* Tekst do analizy
Fot.PL
Minister spraw wewnętrznych i administracji Mariusz Błaszczak spotkał się w czwartek, 21 grudnia w Częstochowie z funkcjonariuszami pełniącymi służbę podczas świąt Bożego Narodzenia oraz słuchaczami Centralnej Szkoły PSP. Szef MSWiA wręczy również medal Młodego Bohatera 3-letniemu Maciusiowi, który wezwał pomoc do swojej nieprzytomnej mamy. W spotkaniu oprócz strażaków uczestniczyli również przedstawiciele policji, Straży Granicznej. Obecni byli m.in. komendant główny PSP Leszek Suski oraz zastępca komendanta głównego policji Andrzej Szymczyk.
Minister Błaszczak dzielił się opłatkiem z funkcjonariuszami oraz Młodego Bohatera 3-letniego Maciusia Koźlickiego z Poraja, który wezwał pomoc do swojej nieprzytomnej mamy. W nagrodę dostał misia i hulajnogę.
- Było bardzo gorąco, spadł mi cukier i straciłam przytomność. W domu był tylko Maciuś i nasz 13-letni pies york, Laki - mówi pani Katarzyna.

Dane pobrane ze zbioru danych

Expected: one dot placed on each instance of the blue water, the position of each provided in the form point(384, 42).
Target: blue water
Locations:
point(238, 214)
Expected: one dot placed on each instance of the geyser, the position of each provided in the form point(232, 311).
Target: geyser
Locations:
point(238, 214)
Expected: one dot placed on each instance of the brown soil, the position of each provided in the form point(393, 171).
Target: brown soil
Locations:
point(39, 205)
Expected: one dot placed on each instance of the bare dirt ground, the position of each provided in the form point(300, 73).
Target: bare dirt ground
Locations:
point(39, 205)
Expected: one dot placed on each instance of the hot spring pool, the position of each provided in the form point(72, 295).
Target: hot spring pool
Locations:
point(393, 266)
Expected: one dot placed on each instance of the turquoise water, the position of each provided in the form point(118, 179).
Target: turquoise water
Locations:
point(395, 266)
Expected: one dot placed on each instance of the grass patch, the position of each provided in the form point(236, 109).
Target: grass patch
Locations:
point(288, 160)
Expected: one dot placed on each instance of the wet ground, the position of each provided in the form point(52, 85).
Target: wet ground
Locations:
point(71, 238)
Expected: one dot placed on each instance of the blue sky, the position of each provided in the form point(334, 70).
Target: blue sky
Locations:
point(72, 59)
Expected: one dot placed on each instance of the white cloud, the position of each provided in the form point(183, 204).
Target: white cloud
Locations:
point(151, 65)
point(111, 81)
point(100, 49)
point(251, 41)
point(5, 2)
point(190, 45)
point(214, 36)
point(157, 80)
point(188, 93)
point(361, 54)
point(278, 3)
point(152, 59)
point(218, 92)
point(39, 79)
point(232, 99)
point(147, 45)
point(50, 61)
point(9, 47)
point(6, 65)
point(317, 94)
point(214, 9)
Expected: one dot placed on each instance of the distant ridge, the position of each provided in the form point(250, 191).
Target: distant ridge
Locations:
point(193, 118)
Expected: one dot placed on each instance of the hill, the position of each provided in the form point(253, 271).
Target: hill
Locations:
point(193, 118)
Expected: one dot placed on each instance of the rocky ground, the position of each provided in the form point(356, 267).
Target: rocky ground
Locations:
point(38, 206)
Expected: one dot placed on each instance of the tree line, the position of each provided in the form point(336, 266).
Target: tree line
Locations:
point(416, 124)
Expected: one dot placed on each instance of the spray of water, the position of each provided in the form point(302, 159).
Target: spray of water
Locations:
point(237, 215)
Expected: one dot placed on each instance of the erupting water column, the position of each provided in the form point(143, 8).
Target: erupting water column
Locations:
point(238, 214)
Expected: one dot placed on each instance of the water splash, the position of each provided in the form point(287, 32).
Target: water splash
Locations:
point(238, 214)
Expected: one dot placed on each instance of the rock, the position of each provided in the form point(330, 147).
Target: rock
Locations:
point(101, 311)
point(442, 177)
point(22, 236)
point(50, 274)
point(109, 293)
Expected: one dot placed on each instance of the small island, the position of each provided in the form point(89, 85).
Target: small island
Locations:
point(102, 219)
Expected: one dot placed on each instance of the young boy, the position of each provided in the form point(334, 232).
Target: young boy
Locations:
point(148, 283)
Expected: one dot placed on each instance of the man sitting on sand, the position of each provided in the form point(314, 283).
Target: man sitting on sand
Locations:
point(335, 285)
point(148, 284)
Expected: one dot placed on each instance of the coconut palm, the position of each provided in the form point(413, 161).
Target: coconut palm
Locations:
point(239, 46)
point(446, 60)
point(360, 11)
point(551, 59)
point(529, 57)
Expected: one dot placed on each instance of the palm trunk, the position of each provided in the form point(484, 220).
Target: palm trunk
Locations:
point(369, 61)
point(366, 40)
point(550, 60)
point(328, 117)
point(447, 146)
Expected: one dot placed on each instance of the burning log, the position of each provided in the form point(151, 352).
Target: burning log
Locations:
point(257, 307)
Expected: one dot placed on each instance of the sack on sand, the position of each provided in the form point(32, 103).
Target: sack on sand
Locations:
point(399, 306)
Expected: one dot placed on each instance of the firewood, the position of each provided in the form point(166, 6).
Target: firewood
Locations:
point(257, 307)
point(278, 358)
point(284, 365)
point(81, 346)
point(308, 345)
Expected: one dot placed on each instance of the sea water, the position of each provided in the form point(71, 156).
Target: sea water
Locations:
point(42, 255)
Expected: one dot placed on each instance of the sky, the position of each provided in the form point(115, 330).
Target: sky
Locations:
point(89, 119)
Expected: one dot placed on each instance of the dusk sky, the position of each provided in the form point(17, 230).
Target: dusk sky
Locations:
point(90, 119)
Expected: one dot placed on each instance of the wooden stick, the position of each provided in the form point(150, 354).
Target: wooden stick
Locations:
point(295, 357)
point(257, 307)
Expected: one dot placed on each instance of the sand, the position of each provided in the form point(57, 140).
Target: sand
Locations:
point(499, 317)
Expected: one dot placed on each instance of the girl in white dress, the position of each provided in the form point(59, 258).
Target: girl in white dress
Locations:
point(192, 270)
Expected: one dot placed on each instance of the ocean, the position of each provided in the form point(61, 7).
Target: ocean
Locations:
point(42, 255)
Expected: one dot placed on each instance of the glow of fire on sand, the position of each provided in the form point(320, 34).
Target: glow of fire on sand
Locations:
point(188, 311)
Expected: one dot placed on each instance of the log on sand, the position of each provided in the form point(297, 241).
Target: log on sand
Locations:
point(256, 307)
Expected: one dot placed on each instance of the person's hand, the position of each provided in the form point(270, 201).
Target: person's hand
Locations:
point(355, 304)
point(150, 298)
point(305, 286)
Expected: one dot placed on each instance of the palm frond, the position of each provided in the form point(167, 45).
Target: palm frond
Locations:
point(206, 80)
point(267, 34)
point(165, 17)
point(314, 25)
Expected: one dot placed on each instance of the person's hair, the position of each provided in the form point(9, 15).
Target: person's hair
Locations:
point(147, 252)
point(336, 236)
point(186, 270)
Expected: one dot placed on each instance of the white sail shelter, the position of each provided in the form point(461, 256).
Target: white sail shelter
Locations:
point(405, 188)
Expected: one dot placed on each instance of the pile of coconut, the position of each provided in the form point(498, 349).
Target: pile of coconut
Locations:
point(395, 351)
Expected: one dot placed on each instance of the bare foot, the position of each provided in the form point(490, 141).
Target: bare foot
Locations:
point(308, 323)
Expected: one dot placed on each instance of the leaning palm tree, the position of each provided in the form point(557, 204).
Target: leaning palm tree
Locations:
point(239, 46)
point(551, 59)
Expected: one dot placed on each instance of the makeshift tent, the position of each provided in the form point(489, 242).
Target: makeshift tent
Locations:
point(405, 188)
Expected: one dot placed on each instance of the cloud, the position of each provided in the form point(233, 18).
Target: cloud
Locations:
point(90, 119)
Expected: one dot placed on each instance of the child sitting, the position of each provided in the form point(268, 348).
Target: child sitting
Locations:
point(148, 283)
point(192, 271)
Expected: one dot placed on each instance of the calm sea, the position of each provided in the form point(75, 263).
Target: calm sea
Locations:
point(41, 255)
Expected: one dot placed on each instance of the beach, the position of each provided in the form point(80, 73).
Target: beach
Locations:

* Opis zadania
Przepisz fragment tekstu o spotkaniu ministra w Częstochowie od „Minister Błaszczak dzielił” do „mówi pani Katarzyna.”, zmieniając imię „Laki” na „Bary”.

* Wynik
Minister Błaszczak dzielił się opłatkiem z funkcjonariuszami oraz Młodego Bohatera 3-letniego Maciusia Koźlickiego z Poraja, który wezwał pomoc do swojej nieprzytomnej mamy. W nagrodę dostał misia i hulajnogę.
- Było bardzo gorąco, spadł mi cukier i straciłam przytomność. W domu był tylko Maciuś i nasz 13-letni pies york, Bary - mówi pani Katarzyna.